▼
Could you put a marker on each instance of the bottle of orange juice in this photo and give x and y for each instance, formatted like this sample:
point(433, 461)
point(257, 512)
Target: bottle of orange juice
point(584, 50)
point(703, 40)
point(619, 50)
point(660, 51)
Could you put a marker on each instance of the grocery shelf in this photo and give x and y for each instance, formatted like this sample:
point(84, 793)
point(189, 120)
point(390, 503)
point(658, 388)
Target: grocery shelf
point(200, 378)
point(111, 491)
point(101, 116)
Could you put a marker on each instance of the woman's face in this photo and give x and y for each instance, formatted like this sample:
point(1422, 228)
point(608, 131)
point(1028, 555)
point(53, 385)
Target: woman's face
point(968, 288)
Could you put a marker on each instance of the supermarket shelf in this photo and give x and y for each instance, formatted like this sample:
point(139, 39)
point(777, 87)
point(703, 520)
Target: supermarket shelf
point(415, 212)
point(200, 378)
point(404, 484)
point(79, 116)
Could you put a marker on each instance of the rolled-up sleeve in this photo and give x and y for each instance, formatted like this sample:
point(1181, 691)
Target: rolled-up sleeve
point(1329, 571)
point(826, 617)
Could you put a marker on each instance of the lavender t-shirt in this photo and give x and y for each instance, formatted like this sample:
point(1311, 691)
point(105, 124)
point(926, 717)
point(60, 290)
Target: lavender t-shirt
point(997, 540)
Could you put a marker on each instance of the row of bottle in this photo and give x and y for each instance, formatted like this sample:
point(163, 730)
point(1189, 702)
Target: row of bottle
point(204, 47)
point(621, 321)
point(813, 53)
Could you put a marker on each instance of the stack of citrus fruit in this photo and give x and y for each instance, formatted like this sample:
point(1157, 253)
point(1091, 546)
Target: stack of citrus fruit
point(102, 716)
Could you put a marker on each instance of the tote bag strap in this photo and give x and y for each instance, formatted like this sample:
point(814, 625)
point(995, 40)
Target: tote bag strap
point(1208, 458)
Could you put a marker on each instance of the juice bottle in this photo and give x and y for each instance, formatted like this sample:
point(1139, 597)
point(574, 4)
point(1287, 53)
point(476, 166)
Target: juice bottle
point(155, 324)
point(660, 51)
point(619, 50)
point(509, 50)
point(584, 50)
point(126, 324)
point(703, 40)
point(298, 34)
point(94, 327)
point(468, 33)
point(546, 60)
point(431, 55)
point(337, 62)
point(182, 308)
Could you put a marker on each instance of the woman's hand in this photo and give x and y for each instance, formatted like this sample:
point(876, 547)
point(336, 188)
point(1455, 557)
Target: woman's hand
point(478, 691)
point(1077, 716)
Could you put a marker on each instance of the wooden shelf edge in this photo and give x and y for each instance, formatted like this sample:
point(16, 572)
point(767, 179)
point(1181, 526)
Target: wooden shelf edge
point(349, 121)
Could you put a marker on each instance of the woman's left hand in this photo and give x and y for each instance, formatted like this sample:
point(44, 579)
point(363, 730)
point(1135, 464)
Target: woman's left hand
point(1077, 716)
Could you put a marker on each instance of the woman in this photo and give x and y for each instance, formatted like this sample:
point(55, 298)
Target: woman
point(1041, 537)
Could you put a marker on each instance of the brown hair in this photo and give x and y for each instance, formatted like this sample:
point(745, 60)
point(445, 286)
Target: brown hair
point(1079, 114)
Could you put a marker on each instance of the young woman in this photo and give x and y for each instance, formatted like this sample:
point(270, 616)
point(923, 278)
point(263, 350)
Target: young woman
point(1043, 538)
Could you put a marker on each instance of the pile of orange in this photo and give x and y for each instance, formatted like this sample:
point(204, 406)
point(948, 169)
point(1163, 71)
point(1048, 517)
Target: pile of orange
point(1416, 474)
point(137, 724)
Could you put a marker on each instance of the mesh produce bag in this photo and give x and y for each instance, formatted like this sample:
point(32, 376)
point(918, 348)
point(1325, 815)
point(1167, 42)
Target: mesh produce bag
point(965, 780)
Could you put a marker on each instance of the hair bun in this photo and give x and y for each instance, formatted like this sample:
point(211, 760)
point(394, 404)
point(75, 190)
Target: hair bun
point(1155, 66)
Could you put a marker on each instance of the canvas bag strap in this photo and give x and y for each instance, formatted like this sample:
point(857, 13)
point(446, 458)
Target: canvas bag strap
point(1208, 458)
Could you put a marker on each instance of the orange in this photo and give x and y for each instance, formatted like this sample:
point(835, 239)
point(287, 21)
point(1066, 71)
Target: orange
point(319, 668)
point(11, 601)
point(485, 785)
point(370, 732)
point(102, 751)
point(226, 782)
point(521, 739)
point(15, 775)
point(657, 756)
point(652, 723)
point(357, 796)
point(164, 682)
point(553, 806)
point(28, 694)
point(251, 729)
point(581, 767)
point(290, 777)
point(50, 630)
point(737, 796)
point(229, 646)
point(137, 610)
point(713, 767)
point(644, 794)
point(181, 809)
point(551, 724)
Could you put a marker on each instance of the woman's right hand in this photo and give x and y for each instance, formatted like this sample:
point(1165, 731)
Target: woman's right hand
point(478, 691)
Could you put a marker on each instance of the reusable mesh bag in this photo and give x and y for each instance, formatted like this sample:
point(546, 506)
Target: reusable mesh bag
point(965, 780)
▲
WRITTEN PROBLEM - Quote the listing in full, please, keeping every line exact.

TASK RESPONSE -
Could you put a marker on each instance of the bottle of orange juice in this photo and give x and y for each instance, formatted like this sample:
point(433, 461)
point(257, 512)
Target: bottle of orange juice
point(584, 50)
point(703, 40)
point(619, 50)
point(660, 51)
Could you put a marker on each instance of the grocery shelf in this photo and give x and y for each instance, formatted like this sample:
point(84, 793)
point(189, 120)
point(390, 503)
point(658, 388)
Target: grocery shelf
point(200, 378)
point(111, 491)
point(101, 116)
Could you put a marker on each instance of the woman's face in this photo and give x and y for each instance, formatted like this sample:
point(1422, 228)
point(608, 131)
point(1028, 555)
point(53, 385)
Target: woman's face
point(968, 288)
Could you put a marker on each instance of the supermarket shelf in this photo and give x and y for each instance, formatted like this sample:
point(139, 39)
point(777, 87)
point(703, 520)
Target: supermarket shelf
point(415, 212)
point(200, 378)
point(404, 484)
point(79, 116)
Could you put a marker on each instance of the rolled-up sleeve in this photo and give x and y for each instance, formatted like this sample:
point(1181, 691)
Target: rolled-up sleeve
point(1329, 571)
point(826, 617)
Could you put a marker on each instance of the lavender t-shirt in this photo and give x and y for each instance, formatted like this sample:
point(1311, 691)
point(105, 124)
point(926, 717)
point(60, 290)
Target: lavender t-shirt
point(997, 540)
Could you put a marker on each instance of the row of bottle in this photo and give x and y for each instance, formatted like this sample:
point(163, 730)
point(1189, 702)
Target: row of bottle
point(204, 47)
point(621, 321)
point(813, 53)
Could you put a marker on each instance of the stack of citrus fruit in this photo and give x and y for each instance, formatted like this sample:
point(1157, 253)
point(1091, 546)
Target: stack of citrus fruit
point(102, 716)
Could you put a marker on each instance of the tote bag strap in this photo and give x and y for each instance, formatted like this sample:
point(814, 625)
point(995, 40)
Target: tote bag strap
point(1208, 458)
Could you put a marker on each instance of the juice bottle in this photo and give x and y for each instance, formatted like this sample:
point(1139, 597)
point(574, 4)
point(1287, 53)
point(476, 166)
Target: juice bottle
point(155, 324)
point(660, 51)
point(619, 50)
point(509, 50)
point(584, 50)
point(126, 324)
point(703, 40)
point(298, 34)
point(94, 327)
point(468, 33)
point(546, 60)
point(431, 55)
point(337, 62)
point(182, 308)
Could you put a marker on each instance of the woman's hand in this photo and give x and y for each instance, formatted like this sample:
point(876, 547)
point(336, 188)
point(1455, 557)
Target: woman's hand
point(478, 691)
point(1077, 716)
Could you put a marker on each instance of the wooden shelf edge in this photo and give x and y for each instance, formatted like this sample:
point(16, 572)
point(767, 179)
point(1181, 526)
Target: wooden shelf edge
point(349, 121)
Could you put a marker on each instance of the woman's left hand in this photo and give x and y for each instance, formatted like this sample:
point(44, 579)
point(363, 730)
point(1135, 464)
Target: woman's left hand
point(1077, 716)
Could you put a marker on each instance of the woman in this photo and give x and y for each instance, formatted like this sample:
point(55, 298)
Target: woman
point(1041, 537)
Could you put a marker on each instance of the brown hair in this photo and give x and y for each instance, formatted like this sample:
point(745, 60)
point(445, 286)
Target: brown hair
point(1079, 114)
Could you put a marker on each instance of the young woman in this photo and give x and y for each instance, formatted like this sample:
point(270, 616)
point(923, 278)
point(263, 350)
Target: young woman
point(1043, 538)
Could you put a marker on each instance of the pile of orange in this photo and give x and y for each instance, formatted like this sample:
point(204, 406)
point(948, 169)
point(1163, 71)
point(1048, 517)
Target: pile of orange
point(1416, 474)
point(137, 724)
Could you put a marker on each instance of the mesh produce bag in this photo and give x and y for each instance, formatted like this sample:
point(32, 376)
point(918, 348)
point(1325, 815)
point(1167, 42)
Target: mesh produce bag
point(965, 780)
Could you put a marker on each instance of the hair bun in this photo and give x and y for each instance, formatted like this sample:
point(211, 760)
point(394, 404)
point(75, 190)
Target: hair bun
point(1155, 66)
Could you put a marker on each instance of the canvas bag strap in this photo and give x and y for each instance, formatted like this sample:
point(857, 13)
point(446, 458)
Target: canvas bag strap
point(1208, 458)
Could you put a marker on each instance of the orange in this photo and give x and y for each instance, formatted like this sample:
point(835, 239)
point(287, 21)
point(1066, 71)
Target: orange
point(319, 668)
point(11, 601)
point(485, 785)
point(370, 732)
point(102, 751)
point(226, 782)
point(521, 739)
point(15, 775)
point(657, 756)
point(652, 723)
point(357, 796)
point(164, 682)
point(553, 806)
point(28, 694)
point(251, 729)
point(581, 767)
point(290, 777)
point(50, 630)
point(737, 796)
point(229, 646)
point(137, 610)
point(713, 767)
point(644, 794)
point(181, 809)
point(551, 724)
Could you put a marker on each instance of the woman's right hand in this photo and give x and y for each instance, formatted like this sample:
point(1165, 731)
Target: woman's right hand
point(478, 691)
Could you put a marker on each instance of the reusable mesh bag in this photo and give x and y for each instance, formatted like this sample:
point(546, 506)
Target: reusable mesh bag
point(965, 780)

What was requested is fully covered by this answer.